## Objective 1
Rewrite the part of the post on variable naming starting at "How likely is it that the reader" and ending at "a page width.)", replacing "reader" with "maintainer".

## Page text
I recently found a rather lengthy variable name in some code, and mentioned it to a friend. It looked like this:

private final static double THREE_LETTER_ACRONYM_RATIO_FOR_THING = 4.321;

This was used about six times in several functions. This lengthy variable name, which annoyingly followed the Java standard of using capital letters for constant values (a blatant misunderstanding of why C preprocessor macros are capitalized is probably why this is used in Java), also spelled out a common TLA¹.

My friend, however, knew my penchant for short variable names like:

FooBar fb; // instead of fooBar or even worse, fooBarForWidget

So, he said that he liked the long name and would have preferred it to some incomprehensible shortening of it. With modern IDEs, why must we remember cryptic shortening of a name? I remembered Zipf's law, and decided to spin it like this, "If you fail to account for Zipf's law, your code will be hard to read due to its constant repetition of contextual information."

What I meant was essentially this: if you're working with, say an image, you have a few different ways to name the height and width variables you're using. You could use "currentImageWidth" or maybe "imageWidth" if you're only working with one image, which could even be shortened to "width" or, gasp, "w". What is the difference between these four variable names? How much contextual information you are embedding within the variable name, rather than relying on the reader to remember that we are talking about images.

The use of a particular one of these four then depends on a few things:

How likely is it that the reader is aware we are talking about images?
Are we using only one image or are we dealing with multiple images?
How likely is it that there is only one width that the reader thinks we are talking about? (Perhaps there are other widths as well, such as a page width.)

## Rows
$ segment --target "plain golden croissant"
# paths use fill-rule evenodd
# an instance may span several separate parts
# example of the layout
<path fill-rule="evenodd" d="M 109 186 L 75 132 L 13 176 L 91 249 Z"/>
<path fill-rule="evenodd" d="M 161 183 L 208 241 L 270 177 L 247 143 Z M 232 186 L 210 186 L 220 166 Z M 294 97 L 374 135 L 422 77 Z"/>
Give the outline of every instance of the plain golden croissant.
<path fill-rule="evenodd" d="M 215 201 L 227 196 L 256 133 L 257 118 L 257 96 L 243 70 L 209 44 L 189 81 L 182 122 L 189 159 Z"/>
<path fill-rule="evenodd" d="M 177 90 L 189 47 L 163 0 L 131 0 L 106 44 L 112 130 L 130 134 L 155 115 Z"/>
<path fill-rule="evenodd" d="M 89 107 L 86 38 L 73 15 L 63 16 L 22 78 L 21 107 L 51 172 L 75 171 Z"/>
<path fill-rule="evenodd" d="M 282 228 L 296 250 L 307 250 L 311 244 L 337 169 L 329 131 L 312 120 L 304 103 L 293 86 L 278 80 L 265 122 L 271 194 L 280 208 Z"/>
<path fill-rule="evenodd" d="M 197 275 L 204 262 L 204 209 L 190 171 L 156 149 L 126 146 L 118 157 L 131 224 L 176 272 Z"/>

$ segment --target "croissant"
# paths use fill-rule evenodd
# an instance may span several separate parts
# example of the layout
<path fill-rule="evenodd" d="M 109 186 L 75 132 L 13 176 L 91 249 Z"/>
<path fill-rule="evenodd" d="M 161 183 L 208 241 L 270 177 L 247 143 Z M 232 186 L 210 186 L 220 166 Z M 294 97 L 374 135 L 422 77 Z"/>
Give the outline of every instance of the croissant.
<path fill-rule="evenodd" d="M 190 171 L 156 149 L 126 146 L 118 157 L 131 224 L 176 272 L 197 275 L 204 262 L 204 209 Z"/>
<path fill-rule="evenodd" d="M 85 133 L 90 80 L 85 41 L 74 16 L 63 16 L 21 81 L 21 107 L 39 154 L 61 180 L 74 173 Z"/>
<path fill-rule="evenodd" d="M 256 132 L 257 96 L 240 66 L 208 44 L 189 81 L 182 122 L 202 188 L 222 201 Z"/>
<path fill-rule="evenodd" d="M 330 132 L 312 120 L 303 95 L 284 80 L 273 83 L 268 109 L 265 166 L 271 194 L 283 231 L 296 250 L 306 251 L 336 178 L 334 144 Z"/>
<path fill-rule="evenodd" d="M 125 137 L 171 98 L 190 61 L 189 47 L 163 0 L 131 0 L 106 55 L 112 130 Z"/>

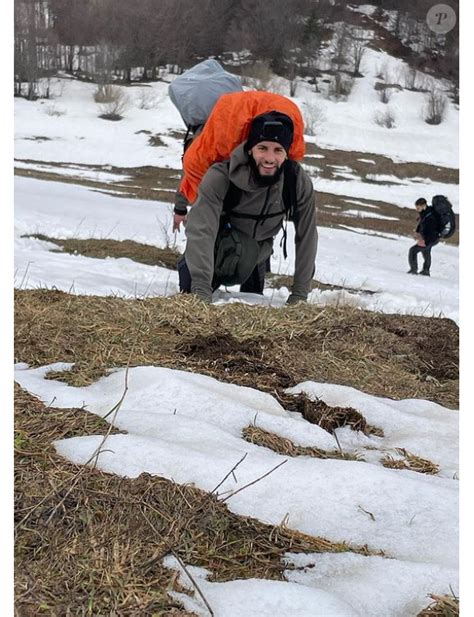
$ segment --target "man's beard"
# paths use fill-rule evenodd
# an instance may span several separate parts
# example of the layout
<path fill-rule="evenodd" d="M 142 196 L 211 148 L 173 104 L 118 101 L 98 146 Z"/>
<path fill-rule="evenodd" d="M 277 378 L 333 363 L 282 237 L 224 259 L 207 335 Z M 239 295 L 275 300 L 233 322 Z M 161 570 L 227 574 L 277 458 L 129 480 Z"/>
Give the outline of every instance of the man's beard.
<path fill-rule="evenodd" d="M 258 169 L 258 165 L 251 154 L 249 154 L 249 163 L 253 177 L 256 180 L 257 184 L 259 184 L 260 186 L 271 186 L 272 184 L 276 184 L 280 179 L 281 173 L 283 171 L 283 165 L 280 165 L 280 167 L 277 168 L 276 172 L 273 175 L 262 176 Z"/>

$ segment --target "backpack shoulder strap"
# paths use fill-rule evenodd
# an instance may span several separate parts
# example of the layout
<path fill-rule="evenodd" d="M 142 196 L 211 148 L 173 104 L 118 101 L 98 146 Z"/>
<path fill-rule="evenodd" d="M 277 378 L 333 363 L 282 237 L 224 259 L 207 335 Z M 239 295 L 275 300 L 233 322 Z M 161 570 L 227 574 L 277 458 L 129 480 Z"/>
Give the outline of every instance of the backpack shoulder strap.
<path fill-rule="evenodd" d="M 292 159 L 284 163 L 283 173 L 283 204 L 287 218 L 296 223 L 298 218 L 296 203 L 296 179 L 298 177 L 298 164 Z"/>

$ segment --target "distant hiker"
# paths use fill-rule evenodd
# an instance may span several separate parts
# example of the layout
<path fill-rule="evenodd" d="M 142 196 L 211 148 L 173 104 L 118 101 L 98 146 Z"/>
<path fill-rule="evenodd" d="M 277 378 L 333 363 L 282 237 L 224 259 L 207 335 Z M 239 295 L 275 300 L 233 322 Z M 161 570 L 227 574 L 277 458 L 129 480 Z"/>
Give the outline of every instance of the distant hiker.
<path fill-rule="evenodd" d="M 211 302 L 221 284 L 240 284 L 242 292 L 262 294 L 273 240 L 283 228 L 286 254 L 292 220 L 295 273 L 287 302 L 306 300 L 315 270 L 316 207 L 310 177 L 288 159 L 295 135 L 287 114 L 257 115 L 230 159 L 207 169 L 187 216 L 187 246 L 178 262 L 182 292 Z"/>
<path fill-rule="evenodd" d="M 444 195 L 433 197 L 433 205 L 428 206 L 424 197 L 415 202 L 419 214 L 414 238 L 417 241 L 408 251 L 408 274 L 430 276 L 431 249 L 440 239 L 449 238 L 456 229 L 452 205 Z M 418 272 L 418 253 L 423 256 L 423 268 Z"/>

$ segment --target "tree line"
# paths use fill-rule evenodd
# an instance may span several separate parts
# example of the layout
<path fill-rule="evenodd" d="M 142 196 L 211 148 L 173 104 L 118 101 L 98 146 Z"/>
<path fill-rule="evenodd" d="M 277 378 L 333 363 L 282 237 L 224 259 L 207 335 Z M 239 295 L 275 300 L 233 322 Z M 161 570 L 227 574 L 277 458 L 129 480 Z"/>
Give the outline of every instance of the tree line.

## Objective 2
How many lines of the entries contain the string "croissant"? Give only the number.

## Correct response 1
How likely is it that the maintainer is aware we are talking about images?
Are we using only one image or are we dealing with multiple images?
How likely is it that there is only one width that the maintainer thinks we are talking about? (Perhaps there are other widths as well, such as a page width.)

## Correct response 2
4